The eight short-term ACTH treatment studies that reported proteinuria showed a proteinuria response in 56 % (156/279) of patients/treatment courses. Using the more restrictive definition of proteinuria absence, 50 % (139/279) of patients/treatment courses showed a proteinuria response. The duration of treatment effects on proteinuria were described as transient for the majority of patients, lasting a few days to a few months following ACTH cessation, or were not examined [10, 14, 31, 3335]. A study at the upper end for treatment duration (up to 21 days) and ACTH dose (160 mg/day) found 12/22 (54 %) patients who had shown proteinuria absence following ≥1 courses of ACTH had sustained proteinuria remission at their ≥12 month post-treatment assessment [32].

Long-term ACTH therapy

Long-term ACTH treatment results are summarized in Table 2 [13, 17, 3840]. All regimens included an initial short-term daily ACTH treatment course. The ACTH intermittent regimen doses ranged from 100 to 200 mg/day, with the exception of one protocol that used 1 mg/lb/day [40]. The regimens of four studies included intermittent ACTH treatment for three consecutive days repeated weekly for up to 24 months. One study used long-term daily ACTH treatment for up to 19 months as maintenance therapy [38]. In the remaining study, the initial ACTH treatment course was followed by daily ACTH treatment at 1 mg/lb/day until absence of albuminuria for 1–2 weeks [40]. Treatment then shifted to an intermittent, every-other-day regimen with ACTH increased to 1.2 mg/lb/day if no response was shown by 3 weeks, followed by reduction in ACTH dose over several weeks. In this treatment protocol, if albuminuria increased during the intermittent regimen, the dose or frequency of ACTH was doubled or increased to the initial treatment dose.

TO DO: Please continue the ACTH therapy passage, starting after its final sentence. The records that come next have no connection to the ACTH therapy passage.

INPUT DATA:

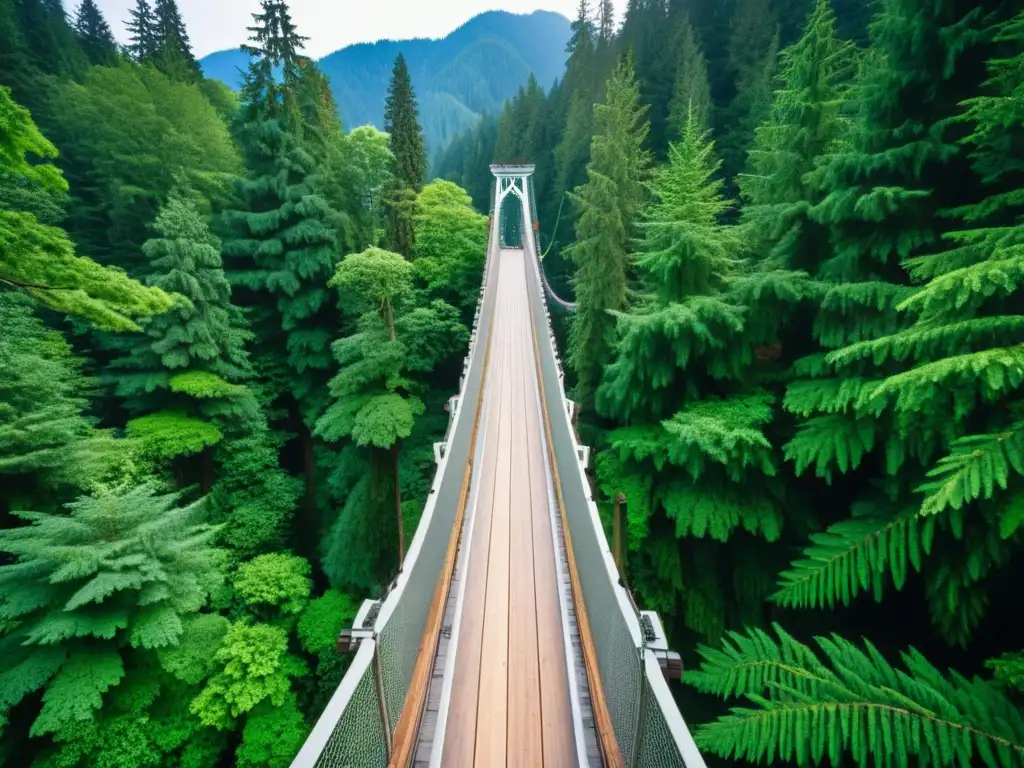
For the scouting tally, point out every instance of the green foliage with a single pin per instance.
(130, 135)
(608, 202)
(76, 692)
(272, 735)
(850, 704)
(94, 34)
(323, 619)
(40, 259)
(371, 280)
(42, 426)
(451, 241)
(127, 568)
(254, 666)
(167, 434)
(197, 348)
(193, 659)
(410, 158)
(692, 92)
(275, 580)
(253, 496)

ANSWER TO THIS EXERCISE:
Table 2 Proteinuria response to long-term ACTH therapy for nephrotic syndrome

Sustained proteinuria response was examined in the five long-term studies. Evaluation of proteinuria response during long-term ACTH or combined long-term ACTH and post-treatment follow-up showed proteinuria response in 71 % (63/89) of patients [13, 17, 38, 40]. The two studies that reported proteinuria response post-treatment showed 61 % (19/31) of patients had sustained proteinuria response for up to 26 months [39, 40].

Patient follow-up ranged from 1 month to 4.7 years [13, 17, 3840]. In a study of 25 patients, sustained proteinuria response following ACTH cessation was shown in 14 patients for a mean of 9.6 months and another nine patients showed continued proteinuria response during their ongoing ACTH intermittent regimen [40]. A study of 38 patients, primarily adults, found proteinuria response in 18 (47 %) patients following the initial course of ACTH. Twelve (67 %) of these patients showed sustained proteinuria response during the long-term ACTH regimen or post-ACTH treatment for up to 4.7 years [38]. An additional two patients who did not show proteinuria response following the initial ACTH course did show proteinuria response after long-term (13 and 14 months) intermittent ACTH treatment at the 1- and 3-year evaluations. Following 5–8 weeks of an intermittent ACTH regimen, 5/6 (83 %) patients showed sustained proteinuria response at 6–26 months following ACTH cessation [39]. Two studies reported 9/9 and 11/11 patients showed sustained proteinuria response following long-term ACTH without providing the specific treatment duration versus post-treatment assessment [13, 17].

Tolerability

The early clinical studies noted a worsening of edema at initiation of ACTH therapy, prior to diuresis [3234]. Although not yet well known at the time, we can now conclude that the worsening of edema was likely due to fluid retaining effects via the steroidogenic effects of ACTH. Side effects associated with hyperadrenocorticism, including characteristics of Cushing’s syndrome, were described during short-term, high-dose (ranging from 100 to 160 mg/day) daily ACTH treatment, but resolved following ACTH cessation [14, 32, 33, 36]. Additionally, freckling was reported in nearly all patients in one study [17]. Long-term intermittent ACTH treatment studies described less pronounced hyperadrenocorticism side effects [17, 38, 40].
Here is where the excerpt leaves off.